§ **DIRECTIONS FOR THIS TASK**: Which lines in the items below contain the word "chimney"? Pick out each one and copy it whole, treating uppercase and lowercase letters as different.

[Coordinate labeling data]

◇ ◇ ◇ ◇

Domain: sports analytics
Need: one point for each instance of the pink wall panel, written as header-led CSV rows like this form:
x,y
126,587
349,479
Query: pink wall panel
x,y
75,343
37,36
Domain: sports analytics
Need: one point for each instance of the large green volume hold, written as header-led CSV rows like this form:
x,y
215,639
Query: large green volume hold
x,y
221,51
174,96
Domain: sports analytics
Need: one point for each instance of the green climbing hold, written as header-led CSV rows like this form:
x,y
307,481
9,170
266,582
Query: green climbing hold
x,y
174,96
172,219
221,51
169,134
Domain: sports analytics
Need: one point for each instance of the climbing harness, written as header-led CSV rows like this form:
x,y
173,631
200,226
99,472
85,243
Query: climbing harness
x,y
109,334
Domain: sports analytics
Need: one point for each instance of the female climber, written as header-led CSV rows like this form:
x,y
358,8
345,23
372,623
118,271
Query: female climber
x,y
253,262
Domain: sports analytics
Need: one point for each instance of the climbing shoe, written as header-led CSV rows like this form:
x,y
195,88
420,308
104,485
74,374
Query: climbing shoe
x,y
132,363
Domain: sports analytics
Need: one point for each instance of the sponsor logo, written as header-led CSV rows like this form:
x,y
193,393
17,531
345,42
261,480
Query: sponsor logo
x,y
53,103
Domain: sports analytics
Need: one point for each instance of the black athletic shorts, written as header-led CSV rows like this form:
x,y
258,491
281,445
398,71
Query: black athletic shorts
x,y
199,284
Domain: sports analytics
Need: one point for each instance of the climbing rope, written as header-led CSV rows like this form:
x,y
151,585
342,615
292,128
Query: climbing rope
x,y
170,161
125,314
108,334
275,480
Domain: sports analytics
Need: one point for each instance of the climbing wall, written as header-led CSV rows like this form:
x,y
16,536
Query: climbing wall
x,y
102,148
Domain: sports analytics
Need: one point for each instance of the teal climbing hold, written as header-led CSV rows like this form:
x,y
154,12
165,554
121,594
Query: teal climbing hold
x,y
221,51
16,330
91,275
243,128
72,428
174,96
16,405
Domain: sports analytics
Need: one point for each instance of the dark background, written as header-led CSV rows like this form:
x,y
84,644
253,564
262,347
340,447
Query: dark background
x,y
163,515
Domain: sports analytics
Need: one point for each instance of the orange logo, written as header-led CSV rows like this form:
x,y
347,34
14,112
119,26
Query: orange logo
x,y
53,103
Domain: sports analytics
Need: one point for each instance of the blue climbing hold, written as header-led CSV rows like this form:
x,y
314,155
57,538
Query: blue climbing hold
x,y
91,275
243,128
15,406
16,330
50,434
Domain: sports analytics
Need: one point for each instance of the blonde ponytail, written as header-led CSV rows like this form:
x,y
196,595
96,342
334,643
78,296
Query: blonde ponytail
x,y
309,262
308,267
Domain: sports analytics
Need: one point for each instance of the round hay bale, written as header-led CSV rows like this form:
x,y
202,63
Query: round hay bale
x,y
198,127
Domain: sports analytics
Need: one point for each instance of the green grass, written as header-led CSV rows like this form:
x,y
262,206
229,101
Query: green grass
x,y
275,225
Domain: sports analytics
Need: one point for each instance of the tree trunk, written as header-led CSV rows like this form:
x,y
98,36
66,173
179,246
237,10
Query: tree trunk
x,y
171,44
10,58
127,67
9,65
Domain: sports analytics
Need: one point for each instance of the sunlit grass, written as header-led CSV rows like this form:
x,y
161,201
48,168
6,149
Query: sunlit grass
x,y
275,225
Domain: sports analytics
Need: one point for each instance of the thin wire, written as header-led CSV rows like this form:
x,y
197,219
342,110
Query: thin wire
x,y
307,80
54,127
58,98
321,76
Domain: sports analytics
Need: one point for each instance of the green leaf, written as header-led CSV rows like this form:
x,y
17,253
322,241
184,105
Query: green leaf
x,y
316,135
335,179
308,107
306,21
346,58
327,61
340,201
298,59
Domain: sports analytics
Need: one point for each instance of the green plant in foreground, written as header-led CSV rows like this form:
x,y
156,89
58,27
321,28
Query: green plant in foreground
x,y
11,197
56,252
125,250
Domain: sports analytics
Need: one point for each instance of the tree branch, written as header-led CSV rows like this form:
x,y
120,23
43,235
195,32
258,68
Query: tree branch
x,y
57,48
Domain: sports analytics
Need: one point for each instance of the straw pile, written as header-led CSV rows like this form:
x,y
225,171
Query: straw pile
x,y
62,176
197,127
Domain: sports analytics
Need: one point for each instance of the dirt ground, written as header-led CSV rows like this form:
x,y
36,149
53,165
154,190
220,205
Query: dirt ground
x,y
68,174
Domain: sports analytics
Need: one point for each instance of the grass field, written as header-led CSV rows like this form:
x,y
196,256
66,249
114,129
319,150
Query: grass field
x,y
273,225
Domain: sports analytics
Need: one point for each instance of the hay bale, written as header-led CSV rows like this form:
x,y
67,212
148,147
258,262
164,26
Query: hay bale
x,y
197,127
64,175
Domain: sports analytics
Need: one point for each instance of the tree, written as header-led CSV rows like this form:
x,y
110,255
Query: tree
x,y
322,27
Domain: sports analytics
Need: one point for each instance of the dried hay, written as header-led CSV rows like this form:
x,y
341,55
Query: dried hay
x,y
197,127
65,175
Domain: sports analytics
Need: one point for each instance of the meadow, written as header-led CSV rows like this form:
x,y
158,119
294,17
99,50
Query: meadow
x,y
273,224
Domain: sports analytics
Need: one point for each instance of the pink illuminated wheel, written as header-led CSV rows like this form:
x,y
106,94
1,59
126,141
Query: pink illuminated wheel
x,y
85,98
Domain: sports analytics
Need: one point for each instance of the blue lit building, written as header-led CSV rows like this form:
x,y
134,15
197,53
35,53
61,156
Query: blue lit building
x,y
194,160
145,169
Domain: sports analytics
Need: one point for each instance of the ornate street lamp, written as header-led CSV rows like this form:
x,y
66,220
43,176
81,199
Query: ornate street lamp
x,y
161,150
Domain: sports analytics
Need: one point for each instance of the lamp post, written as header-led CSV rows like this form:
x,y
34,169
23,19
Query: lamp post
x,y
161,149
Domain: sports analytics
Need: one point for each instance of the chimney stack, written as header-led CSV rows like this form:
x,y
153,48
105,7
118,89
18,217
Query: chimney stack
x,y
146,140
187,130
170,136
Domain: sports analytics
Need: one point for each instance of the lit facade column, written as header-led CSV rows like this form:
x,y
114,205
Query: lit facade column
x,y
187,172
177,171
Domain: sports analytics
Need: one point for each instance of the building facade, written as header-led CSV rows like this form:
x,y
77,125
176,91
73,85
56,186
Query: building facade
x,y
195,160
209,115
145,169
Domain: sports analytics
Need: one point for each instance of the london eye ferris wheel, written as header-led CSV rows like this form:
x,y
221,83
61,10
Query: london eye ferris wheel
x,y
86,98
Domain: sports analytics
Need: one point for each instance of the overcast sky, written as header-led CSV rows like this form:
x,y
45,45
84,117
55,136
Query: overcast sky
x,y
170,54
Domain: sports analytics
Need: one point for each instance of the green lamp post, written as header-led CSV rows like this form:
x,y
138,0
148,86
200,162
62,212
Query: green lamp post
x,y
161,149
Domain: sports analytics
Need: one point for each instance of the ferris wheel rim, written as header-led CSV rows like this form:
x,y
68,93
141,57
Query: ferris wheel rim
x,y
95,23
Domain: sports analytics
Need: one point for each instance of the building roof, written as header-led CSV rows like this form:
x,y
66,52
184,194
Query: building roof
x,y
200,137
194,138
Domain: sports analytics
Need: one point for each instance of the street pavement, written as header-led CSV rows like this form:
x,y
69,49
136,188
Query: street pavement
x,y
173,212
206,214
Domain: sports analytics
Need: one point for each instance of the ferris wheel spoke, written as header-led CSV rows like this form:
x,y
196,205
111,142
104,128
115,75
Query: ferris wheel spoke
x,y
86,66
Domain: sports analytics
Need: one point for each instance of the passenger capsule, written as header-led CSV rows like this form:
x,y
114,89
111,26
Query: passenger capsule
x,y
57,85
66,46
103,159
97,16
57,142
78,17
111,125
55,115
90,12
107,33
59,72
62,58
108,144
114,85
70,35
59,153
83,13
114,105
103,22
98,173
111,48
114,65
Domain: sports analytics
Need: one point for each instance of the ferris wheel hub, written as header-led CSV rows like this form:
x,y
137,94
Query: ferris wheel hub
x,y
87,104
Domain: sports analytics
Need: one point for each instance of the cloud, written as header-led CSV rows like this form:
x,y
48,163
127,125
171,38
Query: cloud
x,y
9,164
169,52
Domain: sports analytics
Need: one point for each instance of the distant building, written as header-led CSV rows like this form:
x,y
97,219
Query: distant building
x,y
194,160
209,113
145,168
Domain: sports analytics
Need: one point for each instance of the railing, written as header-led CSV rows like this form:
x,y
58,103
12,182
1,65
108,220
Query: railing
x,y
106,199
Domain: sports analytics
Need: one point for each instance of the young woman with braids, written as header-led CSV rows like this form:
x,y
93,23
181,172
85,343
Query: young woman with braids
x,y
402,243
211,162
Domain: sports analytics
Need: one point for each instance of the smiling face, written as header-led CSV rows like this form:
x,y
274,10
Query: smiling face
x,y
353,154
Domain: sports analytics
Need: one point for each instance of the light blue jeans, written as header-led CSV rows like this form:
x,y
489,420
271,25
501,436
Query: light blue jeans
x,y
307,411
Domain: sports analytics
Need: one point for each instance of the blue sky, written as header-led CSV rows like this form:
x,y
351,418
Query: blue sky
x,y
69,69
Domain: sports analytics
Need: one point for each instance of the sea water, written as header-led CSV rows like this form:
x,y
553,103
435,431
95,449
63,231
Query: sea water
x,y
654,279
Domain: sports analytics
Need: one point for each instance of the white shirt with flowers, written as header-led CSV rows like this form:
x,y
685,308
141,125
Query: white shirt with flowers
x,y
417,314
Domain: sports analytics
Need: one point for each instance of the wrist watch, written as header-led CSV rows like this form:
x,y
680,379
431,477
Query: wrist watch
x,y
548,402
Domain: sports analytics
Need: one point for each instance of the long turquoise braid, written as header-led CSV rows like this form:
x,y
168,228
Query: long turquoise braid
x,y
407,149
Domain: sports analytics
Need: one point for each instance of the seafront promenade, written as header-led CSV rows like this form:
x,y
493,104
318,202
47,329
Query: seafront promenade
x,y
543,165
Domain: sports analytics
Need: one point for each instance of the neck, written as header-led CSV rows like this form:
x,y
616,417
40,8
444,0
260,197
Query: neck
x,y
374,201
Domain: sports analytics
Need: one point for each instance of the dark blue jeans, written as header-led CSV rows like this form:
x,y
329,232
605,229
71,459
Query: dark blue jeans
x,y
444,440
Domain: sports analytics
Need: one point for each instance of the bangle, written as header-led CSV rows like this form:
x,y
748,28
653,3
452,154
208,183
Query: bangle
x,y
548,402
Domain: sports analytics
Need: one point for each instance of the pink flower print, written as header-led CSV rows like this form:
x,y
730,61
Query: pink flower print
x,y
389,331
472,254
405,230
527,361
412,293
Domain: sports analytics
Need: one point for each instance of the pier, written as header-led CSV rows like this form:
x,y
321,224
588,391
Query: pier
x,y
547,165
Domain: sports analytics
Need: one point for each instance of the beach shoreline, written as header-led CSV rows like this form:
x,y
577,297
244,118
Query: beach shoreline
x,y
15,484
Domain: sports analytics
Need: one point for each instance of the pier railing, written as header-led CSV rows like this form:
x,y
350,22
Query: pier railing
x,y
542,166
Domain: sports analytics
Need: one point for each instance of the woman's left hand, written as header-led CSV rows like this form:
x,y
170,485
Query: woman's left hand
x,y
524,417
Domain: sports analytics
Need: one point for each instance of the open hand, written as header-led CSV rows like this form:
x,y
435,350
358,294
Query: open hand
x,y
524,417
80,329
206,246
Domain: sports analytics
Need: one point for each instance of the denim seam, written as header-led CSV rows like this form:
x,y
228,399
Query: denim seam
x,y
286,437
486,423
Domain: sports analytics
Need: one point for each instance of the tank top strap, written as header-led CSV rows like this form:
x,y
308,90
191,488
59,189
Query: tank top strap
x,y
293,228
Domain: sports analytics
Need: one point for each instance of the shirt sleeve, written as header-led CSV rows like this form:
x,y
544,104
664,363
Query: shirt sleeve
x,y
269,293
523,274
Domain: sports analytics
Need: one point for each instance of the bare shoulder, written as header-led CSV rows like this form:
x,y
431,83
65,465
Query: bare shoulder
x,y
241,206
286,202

◇ ◇ ◇ ◇

§ **TASK RESPONSE**:
Need: one point for each instance of the chimney stack, written as header-led CSV rows like this form:
Query: chimney stack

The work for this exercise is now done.